== PASSAGE FOURNI ==
---

Les machines viennent d’U.R.S.S. Les spécialistes vont se perfectionner en U.R.S.S.
Tout grandit à un rythme de rêve. Personne cependant ne semble se hâter.
Des buffles accouplés transportent lentement leur charge de matériaux. À tout moment, des groupes d’ouvriers, 20, 30, 50, traversent les travaux lentement. L’un d’eux porte au bout d’un bâton un carré de drap rouge. Ils se rendent tranquillement en délégation ou à une assemblée où ils délibéreront sur les meilleurs moyens de promouvoir le travail. Puis, tranquillement, ils appliqueront ce qu’ils ont résolu. Les deux pieds sur terre, le regard embrassant l’horizon.
A l’usine en construction fonctionnent : 17 collectifs d’initiative artistique, trois cercles théâtraux, 5 chœurs, 5 troupes de danse, 2 troupes de montage, 1 troupe de folklore, 7 groupes chargés de recueillir les danses et chansons populaires, 5 bibliothèques dont une de 6.000 volumes, une bibliothèque circulante passant de maison en maison.
Vingt-cinq pour cent des ouvriers sont lecteurs réguliers de ces bibliothèques, soixante à septante pour cent sont membres de cercles culturels.
Les logements sont gratuits. Les congés payés sont de 25 jours.
Le congé de grossesse, de 3 mois.
Voici un restaurant, le restaurant des spécialistes : le directeur lui-même, spécialiste : il a fait en Belgique des études de droit.
Le garçon qui nous sert, nous accueille en français : tout en travaillant comme garçon au restaurant de Dimitrovgrad, il fait ses études de philologie à l’Université de Sofia.
Des études à l’Université de Sofia, le pourboire de la République Populaire Bulgare à ses garçons de restaurant.
A gauche de la route qui mène à Ryla, s’alignent de longs bâtiments neufs.
Et autour d’eux, quarante femmes agenouillées, rieuses, foulard blanc sur la tête, semblent, d’un geste léger, caresser de leurs mains la terre noire.

---

== DONNÉES FOURNIES ==
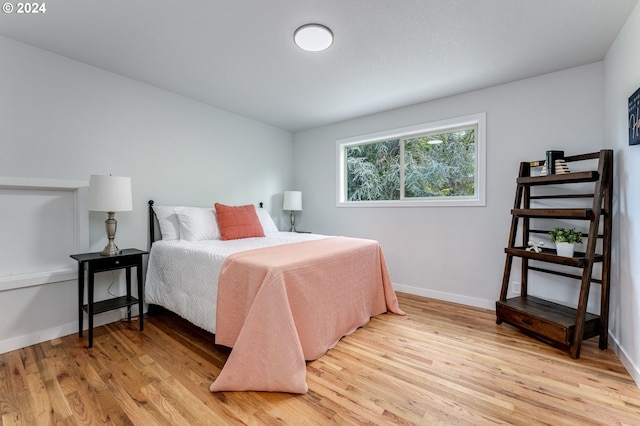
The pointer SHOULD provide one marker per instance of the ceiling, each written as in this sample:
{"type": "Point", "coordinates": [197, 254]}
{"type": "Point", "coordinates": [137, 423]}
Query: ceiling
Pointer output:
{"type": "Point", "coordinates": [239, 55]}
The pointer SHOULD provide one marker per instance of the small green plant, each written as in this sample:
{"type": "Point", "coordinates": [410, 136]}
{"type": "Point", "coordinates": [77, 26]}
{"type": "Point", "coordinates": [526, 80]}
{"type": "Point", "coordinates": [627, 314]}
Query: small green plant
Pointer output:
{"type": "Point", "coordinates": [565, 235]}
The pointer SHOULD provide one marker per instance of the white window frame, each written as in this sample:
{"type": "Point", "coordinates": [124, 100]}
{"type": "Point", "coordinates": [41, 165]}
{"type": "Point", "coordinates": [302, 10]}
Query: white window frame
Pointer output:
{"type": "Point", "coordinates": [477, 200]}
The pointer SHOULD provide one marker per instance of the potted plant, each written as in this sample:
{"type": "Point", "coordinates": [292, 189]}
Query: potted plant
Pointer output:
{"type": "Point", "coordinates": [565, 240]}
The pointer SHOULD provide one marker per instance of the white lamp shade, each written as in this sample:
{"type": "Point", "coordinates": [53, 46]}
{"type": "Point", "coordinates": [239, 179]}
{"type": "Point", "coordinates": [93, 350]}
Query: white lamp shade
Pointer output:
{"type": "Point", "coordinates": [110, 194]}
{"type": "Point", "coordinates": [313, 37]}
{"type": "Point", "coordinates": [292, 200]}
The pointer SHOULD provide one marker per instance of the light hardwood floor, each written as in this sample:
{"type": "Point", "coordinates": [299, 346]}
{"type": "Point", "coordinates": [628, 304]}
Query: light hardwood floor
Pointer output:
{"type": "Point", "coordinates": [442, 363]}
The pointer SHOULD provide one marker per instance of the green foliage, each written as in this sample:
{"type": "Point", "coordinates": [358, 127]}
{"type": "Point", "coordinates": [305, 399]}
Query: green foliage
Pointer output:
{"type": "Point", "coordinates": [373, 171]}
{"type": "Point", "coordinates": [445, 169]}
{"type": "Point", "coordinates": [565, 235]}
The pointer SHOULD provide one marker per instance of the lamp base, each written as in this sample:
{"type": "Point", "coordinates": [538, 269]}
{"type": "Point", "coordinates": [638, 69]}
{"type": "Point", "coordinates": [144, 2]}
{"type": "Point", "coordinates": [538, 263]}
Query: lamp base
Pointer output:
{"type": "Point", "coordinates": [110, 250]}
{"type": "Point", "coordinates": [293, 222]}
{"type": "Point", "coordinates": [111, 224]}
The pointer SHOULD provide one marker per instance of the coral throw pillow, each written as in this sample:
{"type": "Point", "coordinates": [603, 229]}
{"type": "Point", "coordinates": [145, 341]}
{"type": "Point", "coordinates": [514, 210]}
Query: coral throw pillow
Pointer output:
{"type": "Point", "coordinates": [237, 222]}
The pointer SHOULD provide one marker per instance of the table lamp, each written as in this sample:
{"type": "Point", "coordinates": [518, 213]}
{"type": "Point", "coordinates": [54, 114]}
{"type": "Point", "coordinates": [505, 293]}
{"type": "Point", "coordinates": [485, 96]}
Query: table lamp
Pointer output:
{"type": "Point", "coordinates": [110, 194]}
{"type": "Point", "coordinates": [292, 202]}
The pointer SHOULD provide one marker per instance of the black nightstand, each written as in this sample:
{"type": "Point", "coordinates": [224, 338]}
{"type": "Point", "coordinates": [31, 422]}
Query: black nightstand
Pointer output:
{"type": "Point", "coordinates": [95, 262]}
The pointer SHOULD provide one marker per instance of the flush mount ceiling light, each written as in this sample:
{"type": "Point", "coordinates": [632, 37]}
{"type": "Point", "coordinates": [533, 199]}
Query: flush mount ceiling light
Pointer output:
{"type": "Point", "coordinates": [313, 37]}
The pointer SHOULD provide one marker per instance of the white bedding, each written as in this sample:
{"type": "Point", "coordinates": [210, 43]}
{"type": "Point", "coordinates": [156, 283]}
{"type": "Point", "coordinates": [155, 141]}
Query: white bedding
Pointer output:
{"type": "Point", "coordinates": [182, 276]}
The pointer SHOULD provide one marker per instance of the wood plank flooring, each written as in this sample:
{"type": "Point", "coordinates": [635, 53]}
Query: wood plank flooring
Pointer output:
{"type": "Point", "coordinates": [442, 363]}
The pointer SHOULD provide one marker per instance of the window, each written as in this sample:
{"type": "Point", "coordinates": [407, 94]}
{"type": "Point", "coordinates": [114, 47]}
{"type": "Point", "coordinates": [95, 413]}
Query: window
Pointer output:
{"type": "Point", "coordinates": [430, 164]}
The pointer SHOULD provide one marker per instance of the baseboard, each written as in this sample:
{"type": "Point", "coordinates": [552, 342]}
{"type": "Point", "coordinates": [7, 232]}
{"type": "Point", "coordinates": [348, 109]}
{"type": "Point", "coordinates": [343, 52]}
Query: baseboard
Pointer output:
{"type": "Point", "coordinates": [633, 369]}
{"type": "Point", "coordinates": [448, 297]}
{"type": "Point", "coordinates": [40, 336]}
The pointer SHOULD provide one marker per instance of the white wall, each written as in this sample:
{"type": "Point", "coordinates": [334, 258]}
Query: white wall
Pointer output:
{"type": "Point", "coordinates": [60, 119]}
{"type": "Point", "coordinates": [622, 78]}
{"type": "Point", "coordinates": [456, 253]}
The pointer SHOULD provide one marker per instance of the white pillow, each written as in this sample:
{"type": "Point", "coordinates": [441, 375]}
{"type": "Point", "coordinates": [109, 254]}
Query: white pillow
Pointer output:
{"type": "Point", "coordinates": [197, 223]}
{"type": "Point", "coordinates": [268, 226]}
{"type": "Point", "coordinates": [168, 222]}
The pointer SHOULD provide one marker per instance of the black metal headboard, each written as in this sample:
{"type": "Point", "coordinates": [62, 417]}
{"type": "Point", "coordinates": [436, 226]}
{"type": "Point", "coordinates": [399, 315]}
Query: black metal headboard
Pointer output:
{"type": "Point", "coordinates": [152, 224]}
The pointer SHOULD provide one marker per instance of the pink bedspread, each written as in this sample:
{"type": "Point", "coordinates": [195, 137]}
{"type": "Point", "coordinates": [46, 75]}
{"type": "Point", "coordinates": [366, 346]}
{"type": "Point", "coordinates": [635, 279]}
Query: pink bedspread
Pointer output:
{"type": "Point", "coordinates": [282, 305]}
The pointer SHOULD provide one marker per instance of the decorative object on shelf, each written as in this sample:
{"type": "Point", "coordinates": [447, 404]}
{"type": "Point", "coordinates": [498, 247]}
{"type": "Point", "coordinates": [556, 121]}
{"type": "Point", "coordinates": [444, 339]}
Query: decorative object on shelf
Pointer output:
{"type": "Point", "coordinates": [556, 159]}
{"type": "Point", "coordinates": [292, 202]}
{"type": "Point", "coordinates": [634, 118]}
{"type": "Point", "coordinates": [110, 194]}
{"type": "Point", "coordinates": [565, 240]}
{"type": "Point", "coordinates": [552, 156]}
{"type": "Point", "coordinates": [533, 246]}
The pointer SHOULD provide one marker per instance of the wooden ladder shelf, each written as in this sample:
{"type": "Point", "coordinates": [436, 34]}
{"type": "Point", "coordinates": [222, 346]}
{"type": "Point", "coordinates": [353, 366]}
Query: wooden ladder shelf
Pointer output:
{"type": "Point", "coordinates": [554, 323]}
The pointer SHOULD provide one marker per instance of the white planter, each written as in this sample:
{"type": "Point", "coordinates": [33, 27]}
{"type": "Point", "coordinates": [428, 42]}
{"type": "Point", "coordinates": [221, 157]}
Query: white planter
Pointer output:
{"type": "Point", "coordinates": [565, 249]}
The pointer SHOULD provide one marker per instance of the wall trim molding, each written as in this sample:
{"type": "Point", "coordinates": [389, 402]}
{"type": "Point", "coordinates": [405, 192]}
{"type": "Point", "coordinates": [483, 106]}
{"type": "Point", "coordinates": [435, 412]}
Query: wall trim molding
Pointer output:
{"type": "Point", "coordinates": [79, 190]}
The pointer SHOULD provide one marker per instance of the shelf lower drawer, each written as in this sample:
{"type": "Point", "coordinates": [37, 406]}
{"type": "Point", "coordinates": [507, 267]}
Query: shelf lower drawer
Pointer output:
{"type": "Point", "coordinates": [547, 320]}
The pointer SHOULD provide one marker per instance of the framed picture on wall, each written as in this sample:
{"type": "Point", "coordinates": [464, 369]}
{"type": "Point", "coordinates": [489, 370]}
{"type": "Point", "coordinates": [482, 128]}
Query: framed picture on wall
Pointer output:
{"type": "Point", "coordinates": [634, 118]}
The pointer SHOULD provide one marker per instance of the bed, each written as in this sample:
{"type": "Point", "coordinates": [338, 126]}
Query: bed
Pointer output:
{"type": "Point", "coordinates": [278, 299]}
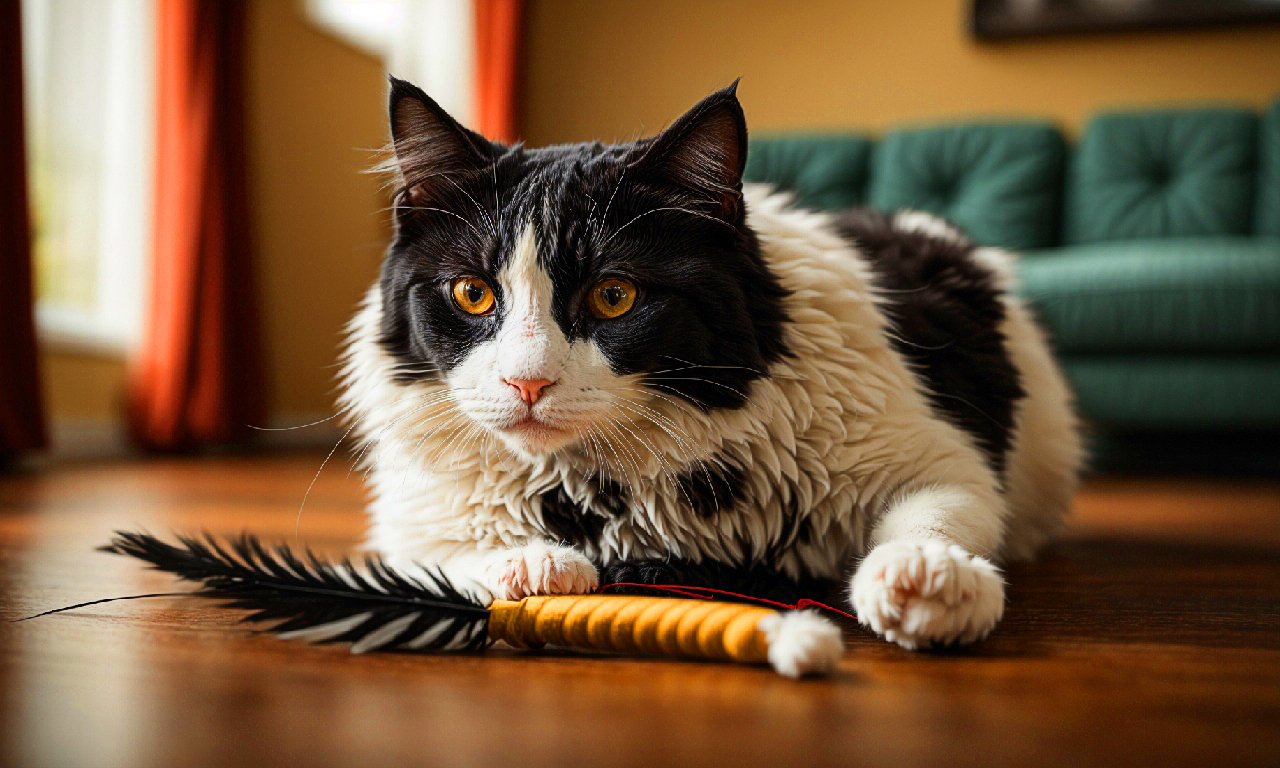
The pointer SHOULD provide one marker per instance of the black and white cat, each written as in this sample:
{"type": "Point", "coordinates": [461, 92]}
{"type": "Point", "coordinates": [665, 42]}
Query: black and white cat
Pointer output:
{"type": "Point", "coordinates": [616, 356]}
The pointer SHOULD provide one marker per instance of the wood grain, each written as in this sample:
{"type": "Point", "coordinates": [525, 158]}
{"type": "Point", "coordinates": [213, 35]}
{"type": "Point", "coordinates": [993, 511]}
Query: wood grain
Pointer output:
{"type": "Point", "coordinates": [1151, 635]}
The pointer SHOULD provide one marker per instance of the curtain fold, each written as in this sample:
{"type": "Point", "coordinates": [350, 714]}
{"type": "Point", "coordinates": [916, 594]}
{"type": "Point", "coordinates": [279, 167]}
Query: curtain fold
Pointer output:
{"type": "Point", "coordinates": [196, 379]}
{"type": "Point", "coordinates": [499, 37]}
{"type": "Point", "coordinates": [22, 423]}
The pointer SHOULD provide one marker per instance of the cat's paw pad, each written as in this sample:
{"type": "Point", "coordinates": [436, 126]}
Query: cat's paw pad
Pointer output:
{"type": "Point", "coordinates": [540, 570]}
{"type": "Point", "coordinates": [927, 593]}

---

== CONSIGNES ==
**a)** Pouvez-vous résumer le passage en deux phrases ?
**b)** Pouvez-vous recopier le passage depuis « Voici un restaurant, le » jusqu'à « la terre noire. » inclus ?
Les données n'interviennent pas dans ce travail.

== RÉPONSES PAR CONSIGNE ==
**a)** À l'usine en construction, tout grandit à un rythme de rêve, mais personne ne semble se hâter, et le site compte de nombreux collectifs artistiques, chœurs, troupes et bibliothèques, avec soixante à septante pour cent des ouvriers membres de cercles culturels. Les logements y sont gratuits, les congés payés durent 25 jours, et le garçon du restaurant des spécialistes fait des études de philologie à l'Université de Sofia.

**b)**
Voici un restaurant, le restaurant des spécialistes : le directeur lui-même, spécialiste : il a fait en Belgique des études de droit.
Le garçon qui nous sert, nous accueille en français : tout en travaillant comme garçon au restaurant de Dimitrovgrad, il fait ses études de philologie à l’Université de Sofia.
Des études à l’Université de Sofia, le pourboire de la République Populaire Bulgare à ses garçons de restaurant.
A gauche de la route qui mène à Ryla, s’alignent de longs bâtiments neufs.
Et autour d’eux, quarante femmes agenouillées, rieuses, foulard blanc sur la tête, semblent, d’un geste léger, caresser de leurs mains la terre noire.